TEXTABSCHNITT:
---+---

Junge Frauen versuchen gerade in den letzten Jahren immer wieder, neue Methoden auszuprobieren und den Feminismus nach einer ziemlichen Durststrecke in der Dot-Com-Euphorie der 90er-Jahre wieder salonfähig zu machen. Damals war der Himmel weit, die Jobs unendlich, das Internet hatte das Geschlecht sowieso überflüssig bzw. unsichtbar gemacht. Viele junge Frauen (und auch Männer) hielten Geschlechterdiskriminierung für überwunden. Schließlich durften Frauen (theoretisch) alles: Politik machen, jeden Beruf ergreifen, zur Bundeswehr gehen, etc. Die vielen Schwierigkeiten, die sich weiterhin bei Berufseinstieg oder spätestens bei der Familiengründung einseitig für Frauen auftaten, wurden vielfach öffentlich ausgeblendet.

Die feministisch angehauchte Journalistin und Autorin Thea Dorn veröffentlichte 2005 das Buch "Die neue F-Klasse" mit Essays und Interviews von erfolgreichen Frauen unterschiedlichster Profession. "Wie die Zukunft von Frauen gemacht wird" lautete ihr damals durchaus provokanter Untertitel. Obwohl auch hier ausschließlich von beruflich und finanziell erfolgreichen Frauen berichtet wird, schleichen sich bereits kritische Anmerkung zu Frauenbildern, Rollenmustern und gesteigerten Erwartungen von außen und von Frauen selbst ein.

Den Ausschlag für eine Neuinterpretation des Feminismus gab jedoch Katja Kullman 2002 mit ihrer "Generation Ally". In Anlehnung an die Ende der 90er prominente Fernsehserie "Ally McBeal", in der als eine der ersten die Karriere einer jungen Frau im Mittelpunkt stand, lautete der passende Untertitel "Warum es heut so kompliziert ist, eine Frau zu sein". Die verschiedenen Ansprüche, die auf Frauen gleichzeitig wirken, wie: Karriere machen (weil es geht) und sich um Familie kümmern (weil es immer schon so war) wurden damit gleichzeitig thematisiert.

---+---

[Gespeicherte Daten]

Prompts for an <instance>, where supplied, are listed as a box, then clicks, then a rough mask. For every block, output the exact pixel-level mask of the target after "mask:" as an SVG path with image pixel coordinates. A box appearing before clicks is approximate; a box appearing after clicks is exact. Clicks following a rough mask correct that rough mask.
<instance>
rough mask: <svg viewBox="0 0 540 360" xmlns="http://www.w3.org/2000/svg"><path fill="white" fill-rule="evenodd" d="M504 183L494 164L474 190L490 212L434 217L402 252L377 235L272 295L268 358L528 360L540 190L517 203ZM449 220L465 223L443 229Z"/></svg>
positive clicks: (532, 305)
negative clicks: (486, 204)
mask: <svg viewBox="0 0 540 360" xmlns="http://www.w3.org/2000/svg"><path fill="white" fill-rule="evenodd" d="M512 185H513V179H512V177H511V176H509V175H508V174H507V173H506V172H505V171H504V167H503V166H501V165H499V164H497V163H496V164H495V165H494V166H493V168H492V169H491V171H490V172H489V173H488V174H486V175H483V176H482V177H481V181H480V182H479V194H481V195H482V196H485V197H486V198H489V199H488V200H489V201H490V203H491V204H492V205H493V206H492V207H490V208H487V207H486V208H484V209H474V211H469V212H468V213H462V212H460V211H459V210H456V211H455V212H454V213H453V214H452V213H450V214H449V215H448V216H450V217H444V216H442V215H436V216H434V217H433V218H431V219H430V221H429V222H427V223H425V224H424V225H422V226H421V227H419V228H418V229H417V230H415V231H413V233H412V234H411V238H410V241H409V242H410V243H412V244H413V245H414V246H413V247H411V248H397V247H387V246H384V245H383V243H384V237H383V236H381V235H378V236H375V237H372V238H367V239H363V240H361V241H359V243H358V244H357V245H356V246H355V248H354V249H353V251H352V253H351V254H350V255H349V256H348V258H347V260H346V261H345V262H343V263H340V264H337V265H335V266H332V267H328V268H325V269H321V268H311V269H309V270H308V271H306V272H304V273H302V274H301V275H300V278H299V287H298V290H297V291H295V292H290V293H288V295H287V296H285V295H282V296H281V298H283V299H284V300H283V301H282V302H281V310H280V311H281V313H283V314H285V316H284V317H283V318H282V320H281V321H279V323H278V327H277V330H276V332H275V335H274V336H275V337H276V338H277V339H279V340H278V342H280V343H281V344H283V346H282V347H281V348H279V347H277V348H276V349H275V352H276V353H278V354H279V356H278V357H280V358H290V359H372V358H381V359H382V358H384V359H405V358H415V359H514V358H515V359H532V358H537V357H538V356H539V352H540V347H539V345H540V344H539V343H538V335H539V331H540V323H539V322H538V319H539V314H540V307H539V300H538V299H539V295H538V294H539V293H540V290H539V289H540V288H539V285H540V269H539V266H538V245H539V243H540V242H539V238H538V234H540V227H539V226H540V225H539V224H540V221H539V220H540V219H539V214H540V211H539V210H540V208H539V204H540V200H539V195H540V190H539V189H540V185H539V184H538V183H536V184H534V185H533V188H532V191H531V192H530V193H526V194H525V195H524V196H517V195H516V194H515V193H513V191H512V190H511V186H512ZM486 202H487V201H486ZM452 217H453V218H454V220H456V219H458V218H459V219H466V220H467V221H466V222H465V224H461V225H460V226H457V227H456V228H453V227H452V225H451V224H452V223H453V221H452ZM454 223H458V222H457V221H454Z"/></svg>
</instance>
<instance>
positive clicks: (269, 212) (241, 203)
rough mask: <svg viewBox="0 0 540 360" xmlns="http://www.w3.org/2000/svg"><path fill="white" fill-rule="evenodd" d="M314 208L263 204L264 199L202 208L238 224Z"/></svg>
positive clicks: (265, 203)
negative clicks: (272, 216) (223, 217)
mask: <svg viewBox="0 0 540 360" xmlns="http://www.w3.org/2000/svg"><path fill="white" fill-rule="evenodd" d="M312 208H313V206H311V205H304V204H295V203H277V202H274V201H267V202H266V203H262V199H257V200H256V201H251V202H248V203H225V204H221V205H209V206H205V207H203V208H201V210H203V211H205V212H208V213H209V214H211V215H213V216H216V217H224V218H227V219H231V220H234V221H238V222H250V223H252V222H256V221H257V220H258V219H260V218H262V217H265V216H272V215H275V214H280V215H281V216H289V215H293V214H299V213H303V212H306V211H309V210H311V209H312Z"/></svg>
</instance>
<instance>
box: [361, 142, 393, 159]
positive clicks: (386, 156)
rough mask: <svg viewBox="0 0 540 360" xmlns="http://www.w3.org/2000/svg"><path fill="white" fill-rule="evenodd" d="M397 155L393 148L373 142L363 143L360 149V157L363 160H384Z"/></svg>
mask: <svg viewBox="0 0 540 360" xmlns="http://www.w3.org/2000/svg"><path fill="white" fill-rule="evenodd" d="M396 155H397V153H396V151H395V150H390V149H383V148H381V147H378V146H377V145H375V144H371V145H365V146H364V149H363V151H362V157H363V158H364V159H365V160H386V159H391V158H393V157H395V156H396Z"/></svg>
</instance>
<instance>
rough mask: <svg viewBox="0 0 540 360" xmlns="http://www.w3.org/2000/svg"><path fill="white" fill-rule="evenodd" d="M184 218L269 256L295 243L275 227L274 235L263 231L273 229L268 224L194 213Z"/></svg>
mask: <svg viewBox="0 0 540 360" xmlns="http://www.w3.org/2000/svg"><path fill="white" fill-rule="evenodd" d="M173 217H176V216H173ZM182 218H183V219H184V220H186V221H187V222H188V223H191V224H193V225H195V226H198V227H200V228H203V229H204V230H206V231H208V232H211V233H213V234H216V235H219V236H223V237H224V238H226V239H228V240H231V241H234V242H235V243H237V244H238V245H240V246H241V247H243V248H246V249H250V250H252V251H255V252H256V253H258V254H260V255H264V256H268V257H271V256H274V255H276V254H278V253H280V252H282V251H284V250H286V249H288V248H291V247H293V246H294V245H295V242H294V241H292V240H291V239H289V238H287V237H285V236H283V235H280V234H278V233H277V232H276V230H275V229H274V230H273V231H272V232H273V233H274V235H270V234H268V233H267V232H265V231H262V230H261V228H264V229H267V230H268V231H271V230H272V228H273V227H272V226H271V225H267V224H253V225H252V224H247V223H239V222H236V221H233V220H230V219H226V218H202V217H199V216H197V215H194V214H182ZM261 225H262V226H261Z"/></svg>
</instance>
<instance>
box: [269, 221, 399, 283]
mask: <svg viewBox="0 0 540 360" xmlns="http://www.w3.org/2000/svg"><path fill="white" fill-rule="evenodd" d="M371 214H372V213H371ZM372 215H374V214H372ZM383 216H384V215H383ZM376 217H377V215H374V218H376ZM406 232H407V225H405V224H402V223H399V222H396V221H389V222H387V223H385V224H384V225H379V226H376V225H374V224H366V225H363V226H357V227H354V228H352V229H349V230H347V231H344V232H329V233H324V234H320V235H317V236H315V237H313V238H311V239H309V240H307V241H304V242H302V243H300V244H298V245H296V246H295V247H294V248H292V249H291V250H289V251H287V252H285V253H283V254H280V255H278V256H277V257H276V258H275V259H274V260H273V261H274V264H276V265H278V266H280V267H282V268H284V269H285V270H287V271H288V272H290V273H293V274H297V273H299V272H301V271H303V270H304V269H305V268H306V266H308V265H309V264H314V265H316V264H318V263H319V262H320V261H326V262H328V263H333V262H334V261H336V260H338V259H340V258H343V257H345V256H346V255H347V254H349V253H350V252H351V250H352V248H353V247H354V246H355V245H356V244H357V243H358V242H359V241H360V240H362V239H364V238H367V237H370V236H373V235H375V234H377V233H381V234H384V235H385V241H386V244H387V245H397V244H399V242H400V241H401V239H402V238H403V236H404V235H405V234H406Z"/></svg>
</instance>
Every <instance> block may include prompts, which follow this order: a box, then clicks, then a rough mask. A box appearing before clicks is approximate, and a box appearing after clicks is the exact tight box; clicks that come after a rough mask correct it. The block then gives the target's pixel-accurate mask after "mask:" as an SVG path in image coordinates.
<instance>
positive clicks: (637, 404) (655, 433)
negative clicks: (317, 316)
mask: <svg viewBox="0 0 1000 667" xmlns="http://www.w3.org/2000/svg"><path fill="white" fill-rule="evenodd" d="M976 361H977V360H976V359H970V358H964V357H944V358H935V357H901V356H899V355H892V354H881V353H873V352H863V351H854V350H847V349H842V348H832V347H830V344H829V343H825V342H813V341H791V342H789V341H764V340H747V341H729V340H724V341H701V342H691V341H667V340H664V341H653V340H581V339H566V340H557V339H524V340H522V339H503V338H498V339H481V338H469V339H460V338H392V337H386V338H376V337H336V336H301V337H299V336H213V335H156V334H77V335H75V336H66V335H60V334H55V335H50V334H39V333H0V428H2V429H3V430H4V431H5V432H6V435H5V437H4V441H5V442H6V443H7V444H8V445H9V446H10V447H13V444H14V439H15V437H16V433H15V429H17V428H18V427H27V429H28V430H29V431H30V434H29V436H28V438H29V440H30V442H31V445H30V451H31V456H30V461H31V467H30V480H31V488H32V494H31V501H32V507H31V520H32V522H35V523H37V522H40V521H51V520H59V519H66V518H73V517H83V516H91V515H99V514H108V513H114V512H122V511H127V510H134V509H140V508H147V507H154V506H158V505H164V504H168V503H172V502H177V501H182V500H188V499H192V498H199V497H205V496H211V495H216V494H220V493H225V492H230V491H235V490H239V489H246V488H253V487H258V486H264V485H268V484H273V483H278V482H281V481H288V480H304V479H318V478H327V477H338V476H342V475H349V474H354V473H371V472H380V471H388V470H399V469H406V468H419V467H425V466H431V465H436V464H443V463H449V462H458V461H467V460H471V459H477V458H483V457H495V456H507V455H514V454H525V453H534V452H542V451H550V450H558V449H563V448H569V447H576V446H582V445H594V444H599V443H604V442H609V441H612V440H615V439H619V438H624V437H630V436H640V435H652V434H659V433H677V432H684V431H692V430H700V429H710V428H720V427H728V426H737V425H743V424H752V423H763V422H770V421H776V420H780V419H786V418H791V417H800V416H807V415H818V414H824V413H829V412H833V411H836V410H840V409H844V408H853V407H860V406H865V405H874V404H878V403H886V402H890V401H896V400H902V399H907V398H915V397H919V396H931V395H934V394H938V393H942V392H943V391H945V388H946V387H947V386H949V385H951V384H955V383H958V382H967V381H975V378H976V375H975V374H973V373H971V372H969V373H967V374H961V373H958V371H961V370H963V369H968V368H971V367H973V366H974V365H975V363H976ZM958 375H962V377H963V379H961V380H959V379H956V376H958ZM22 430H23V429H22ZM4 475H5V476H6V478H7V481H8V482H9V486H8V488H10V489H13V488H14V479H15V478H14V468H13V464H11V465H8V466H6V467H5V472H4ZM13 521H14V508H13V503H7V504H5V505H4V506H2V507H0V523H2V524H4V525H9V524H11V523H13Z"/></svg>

---+---

ARBEITSAUFTRAG: Gib den Absatz des Textes über Feminismus, der mit „Die feministisch angehauchte Journalistin“ beginnt, als Stichpunktliste wieder, ohne seine wesentlichen Fakten zu verlieren. Die Datensätze stehen in keinem Zusammenhang mit dem Text.

SCHRIFTLICHE ANTWORT:
- Die feministisch angehauchte Journalistin und Autorin Thea Dorn veröffentlichte 2005 das Buch „Die neue F-Klasse“.
- Das Buch enthält Essays und Interviews von erfolgreichen Frauen unterschiedlichster Berufe.
- Der damals durchaus provokante Untertitel lautete „Wie die Zukunft von Frauen gemacht wird“.
- Es wird ausschließlich von beruflich und finanziell erfolgreichen Frauen berichtet.
- Trotzdem finden sich bereits kritische Anmerkungen zu Frauenbildern, Rollenmustern und gesteigerten Erwartungen, sowohl von außen als auch von Frauen selbst.